- [SELECTED EXCERPT]
As soon as the war in Iraq ended, the transition to a new government began. Despite a clear goal of de-Ba’athification—akin to de-Nazification in Germany after World War II—laid out by President Bush, the State Department had other ideas. Because the Ba’athists had been in control of Iraq for thirty-five years—nearly twenty-five of which were under Saddam Hussein’s leadership—State wanted to phase out senior Ba’ath party officials from the transition government over time.

Considering some of the people at the center of U.S. efforts in Iraq, this belief should not come as a surprise.

The special envoy to Iraq, who coordinated plans for a post-Saddam Iraq until he was officially placed under the command of Paul Bremer in May 2003, was Zalmay Khalilzad—the former Unocal representative who argued for quick acceptance of the Taliban in 1996. (Although he was technically a National Security Council representative in Iraq, State strongly supported his appointment there.) Another key figure in Iraq immediately following the war was Robin Rafael, the former head of the South Asia bureau who originally sought closer ties with the Taliban, even commenting on their “wonderful senses of humor.” Rather than being banned from Foggy Bottom for their track record of extremely questionable judgment, Rafael and Khalilzad were handed two of the top positions in the selection of new leaders for a post-Saddam transition government.

- [EXERCISE 1]
In the passage on postwar Iraq, under whose command was the special envoy officially placed in May 2003?
- [EXERCISE 2]
Continue the passage on postwar Iraq from its final sentence.

- [RECORDED INFORMATION]
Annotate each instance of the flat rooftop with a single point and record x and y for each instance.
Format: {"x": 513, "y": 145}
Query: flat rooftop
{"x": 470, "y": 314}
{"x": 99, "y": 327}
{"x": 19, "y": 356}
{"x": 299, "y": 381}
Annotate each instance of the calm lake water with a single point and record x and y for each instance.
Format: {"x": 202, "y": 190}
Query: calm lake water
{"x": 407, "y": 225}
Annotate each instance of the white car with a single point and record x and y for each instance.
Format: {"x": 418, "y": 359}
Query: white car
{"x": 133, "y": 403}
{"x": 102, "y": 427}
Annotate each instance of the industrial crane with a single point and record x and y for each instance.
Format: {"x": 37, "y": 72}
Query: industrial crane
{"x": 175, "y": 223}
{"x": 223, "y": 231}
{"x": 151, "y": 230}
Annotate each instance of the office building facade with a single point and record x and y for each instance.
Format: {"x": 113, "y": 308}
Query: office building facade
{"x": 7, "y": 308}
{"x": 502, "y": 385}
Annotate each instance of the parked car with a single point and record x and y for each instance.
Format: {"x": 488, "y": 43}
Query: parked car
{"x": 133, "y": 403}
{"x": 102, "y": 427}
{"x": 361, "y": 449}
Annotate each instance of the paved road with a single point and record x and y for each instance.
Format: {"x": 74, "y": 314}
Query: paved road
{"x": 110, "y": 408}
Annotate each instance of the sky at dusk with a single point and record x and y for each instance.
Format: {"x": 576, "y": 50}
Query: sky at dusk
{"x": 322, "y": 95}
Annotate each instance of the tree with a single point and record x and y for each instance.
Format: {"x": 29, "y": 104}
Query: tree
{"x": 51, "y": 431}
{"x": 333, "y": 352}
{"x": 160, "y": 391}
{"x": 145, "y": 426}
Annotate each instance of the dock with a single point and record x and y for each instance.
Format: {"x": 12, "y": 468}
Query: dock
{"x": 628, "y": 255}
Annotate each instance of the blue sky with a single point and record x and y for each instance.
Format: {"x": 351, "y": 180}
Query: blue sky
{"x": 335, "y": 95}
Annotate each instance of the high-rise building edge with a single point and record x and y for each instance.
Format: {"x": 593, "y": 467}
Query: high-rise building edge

- [EXERCISE RESPONSE 1]
Paul Bremer

- [EXERCISE RESPONSE 2]
Under Khalilzad’s guidance, several senior Ba’ath party officials were given plum posts in the transitional authority. The new minister of health, Dr. Ali al-Janabi, was formerly the number three official in the health ministry in Saddam’s regime.  The State Department gave him a promotion to the top spot, even though he refused to renounce the Ba’ath party.  State Department official Stephen Browning actually praised al-Janabi, telling the Associated Press that the new minister of health was a “Ba’ath party member who is not associated with criminal activities.” But others evidently disagreed: after a wave of protests from Iraqi doctors and nurses, al-Janabi resigned a mere ten days after accepting the appointment. Perhaps even more amazing, Rafael personally reinstated as president of Baghdad University Saddam Hussein’s personal physician, Dr. Muhammad al-Rawi.  Like Dr. al-Janabi, Dr. al-Rawi was still loyal to Saddam, even refusing after the war to remove a statue of the deposed despot from the school’s grounds.

The looting and rioting that followed the end of the war, which received considerable attention in the international media, was largely coordinated by Ba’athists. According to several administration officials, significant evidence showed that the Ba’athists were behind much of the criminal unrest as well as the “vandalism” that struck strategic locations, such as the electrical grid.50 When U.S. officials were attempting to repair the grid in the aftermath of the war, the “vandals” repeatedly sabotaged the transformers, something that required a detailed knowledge of the grid, which only the senior Ba’ath party officials who previously maintained and operated the grid would have.

With Ba’athists organizing much of the disorder, the State Department’s bias toward “stability” was actually responsible for destabilizing Iraq after the fall of Saddam Hussein’s regime.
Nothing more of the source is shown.